-- What the task asks --
Copy out every one of the records below word for word, line by line.

Data drawn from a collection:
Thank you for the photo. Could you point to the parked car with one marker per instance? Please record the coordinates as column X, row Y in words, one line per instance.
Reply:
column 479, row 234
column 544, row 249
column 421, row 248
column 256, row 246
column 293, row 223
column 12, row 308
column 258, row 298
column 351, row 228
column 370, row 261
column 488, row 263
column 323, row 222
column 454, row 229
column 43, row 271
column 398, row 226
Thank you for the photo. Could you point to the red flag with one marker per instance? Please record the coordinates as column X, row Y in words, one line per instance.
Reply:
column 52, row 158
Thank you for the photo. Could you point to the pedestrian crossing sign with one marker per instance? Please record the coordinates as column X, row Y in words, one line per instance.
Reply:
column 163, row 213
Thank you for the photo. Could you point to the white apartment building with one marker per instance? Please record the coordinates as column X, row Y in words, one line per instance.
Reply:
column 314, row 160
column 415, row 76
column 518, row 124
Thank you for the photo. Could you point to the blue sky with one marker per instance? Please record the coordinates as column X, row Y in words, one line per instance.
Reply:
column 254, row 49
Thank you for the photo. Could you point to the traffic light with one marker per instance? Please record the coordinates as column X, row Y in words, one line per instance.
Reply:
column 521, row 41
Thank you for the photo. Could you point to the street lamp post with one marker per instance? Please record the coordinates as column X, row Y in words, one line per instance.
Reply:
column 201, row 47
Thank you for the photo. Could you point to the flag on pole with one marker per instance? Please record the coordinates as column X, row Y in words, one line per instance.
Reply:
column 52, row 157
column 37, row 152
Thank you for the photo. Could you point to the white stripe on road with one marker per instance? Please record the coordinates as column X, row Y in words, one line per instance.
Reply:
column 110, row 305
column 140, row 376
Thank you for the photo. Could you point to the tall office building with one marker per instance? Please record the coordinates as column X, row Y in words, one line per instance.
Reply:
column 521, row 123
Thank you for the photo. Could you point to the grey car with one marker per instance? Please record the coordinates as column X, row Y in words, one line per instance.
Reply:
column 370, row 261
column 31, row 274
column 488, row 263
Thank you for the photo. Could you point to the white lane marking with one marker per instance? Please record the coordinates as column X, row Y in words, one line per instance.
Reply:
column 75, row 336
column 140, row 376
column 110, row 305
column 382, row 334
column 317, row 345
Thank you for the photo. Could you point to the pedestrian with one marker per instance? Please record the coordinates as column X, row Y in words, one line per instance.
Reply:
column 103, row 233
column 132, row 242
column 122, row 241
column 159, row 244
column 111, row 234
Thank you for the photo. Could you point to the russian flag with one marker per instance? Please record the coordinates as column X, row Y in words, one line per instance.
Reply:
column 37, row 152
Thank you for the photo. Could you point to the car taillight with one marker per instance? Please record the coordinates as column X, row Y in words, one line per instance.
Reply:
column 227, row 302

-- Full answer --
Thank you for the photo. Could you point to the parked car with one marker per instance? Please record the coordinates as column X, row Y in words, one line per instance.
Reply:
column 479, row 234
column 544, row 249
column 421, row 248
column 256, row 246
column 293, row 223
column 12, row 308
column 258, row 298
column 351, row 228
column 370, row 261
column 488, row 263
column 323, row 222
column 454, row 229
column 43, row 271
column 398, row 226
Thank you for the photo. Could you point to the red flag with one marker per instance? Please record the coordinates as column X, row Y in words, one line per instance.
Reply:
column 52, row 158
Thank you for the photo. Could you point to the pedestrian crossing sign with one marker per instance? Please record the coordinates as column X, row Y in words, one line per instance.
Reply:
column 163, row 213
Thank you for the photo. Could you point to the white apartment building with one marker per instance? Please record the coordinates as column X, row Y in words, one line per instance.
Reply:
column 314, row 160
column 415, row 76
column 518, row 124
Thank you for the photo. Could you point to the blue sky with one marker per instance? Please record the coordinates as column X, row Y in words, one line per instance.
Reply:
column 254, row 49
Thank you for the photo. Could you point to the traffic light with one marker per instance? Please record the coordinates as column X, row Y in words, one line per instance.
Reply:
column 521, row 41
Thank you for the photo. Could you point to the street lamp post with one marker per instance? Please record the coordinates as column X, row Y in words, one line per instance.
Reply:
column 201, row 47
Thank you for the photo. Could you point to the flag on pole with one marker per instance? Please record the coordinates as column X, row Y in words, one line per instance.
Reply:
column 52, row 157
column 37, row 152
Thank you for the photo. Could you point to the white stripe on road with one marker per instance? Please record the coordinates as column X, row Y in words, one line per instance.
Reply:
column 110, row 305
column 140, row 376
Thank you for the photo. Could you point to the tall office building with one marker per instance? Please record the coordinates as column X, row Y in words, one line per instance.
Reply:
column 521, row 123
Thank you for the photo. Could you point to the grey car with one marker per instance? Please record the coordinates as column X, row Y in words, one line per instance.
Reply:
column 370, row 261
column 31, row 274
column 488, row 263
Thank you for the photo. Could you point to the white lane marking with one marker per instance? Please record the coordinates as column X, row Y in words, one line per instance.
Reply:
column 75, row 336
column 140, row 376
column 110, row 305
column 382, row 334
column 317, row 345
Thank you for the photo. Could you point to the pedestrian with one marker per instance? Please record the coordinates as column X, row Y in words, one line per instance.
Reply:
column 103, row 233
column 132, row 242
column 122, row 241
column 159, row 244
column 111, row 234
Thank you for the photo. Could you point to the russian flag with one marker per instance? Please record the coordinates as column X, row Y in words, one line per instance.
Reply:
column 37, row 152
Thank you for the photo. Could you point to the car taillight with one marker per instance? Please record the coordinates as column X, row Y in words, one line per instance.
Reply:
column 227, row 302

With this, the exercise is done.